== LISTED ENTRIES ==
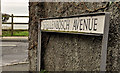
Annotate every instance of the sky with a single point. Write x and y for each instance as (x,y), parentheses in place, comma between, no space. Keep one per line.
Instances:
(16,7)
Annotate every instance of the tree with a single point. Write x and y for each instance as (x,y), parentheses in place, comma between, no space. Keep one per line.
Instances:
(5,17)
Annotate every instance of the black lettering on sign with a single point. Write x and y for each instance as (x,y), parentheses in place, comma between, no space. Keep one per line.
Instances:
(95,24)
(81,24)
(67,24)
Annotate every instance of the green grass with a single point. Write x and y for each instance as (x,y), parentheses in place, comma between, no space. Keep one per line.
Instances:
(15,33)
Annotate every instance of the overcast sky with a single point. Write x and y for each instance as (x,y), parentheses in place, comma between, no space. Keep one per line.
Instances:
(16,7)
===
## YOUR INSTRUCTIONS
Format every line of the records above as a Markdown table with the columns Row and Line, numbering the rows and omitting blank lines. Leave the pictures out of the table.

## WRITTEN ANSWER
| Row | Line |
|---|---|
| 1 | Annotate every instance of the sky with a single point. Write x and y for each instance as (x,y), parentheses in place, comma between, no space. Keep one per line. |
| 2 | Instances: |
| 3 | (16,7) |
| 4 | Annotate every instance of the tree with a single point. Write x and y for each instance as (x,y), parentheses in place, comma between, no space. Keep one per line. |
| 5 | Instances: |
| 6 | (5,17) |
| 7 | Annotate every instance of the black lettering on sign with a single point. Write x and y for each instance as (x,y), parentheses in place, comma between, no space. Keep one per line. |
| 8 | Instances: |
| 9 | (95,24) |
| 10 | (81,24) |
| 11 | (67,24) |
| 12 | Annotate every instance of the green grass with a single point. Write x and y for each instance as (x,y), parentheses in place, comma between, no space. Keep one per line. |
| 13 | Instances: |
| 14 | (15,33) |
| 15 | Annotate every instance of the overcast sky with a single point. Write x and y for each instance as (x,y), parentheses in place, comma between, no space. Keep one per line. |
| 16 | Instances: |
| 17 | (16,7) |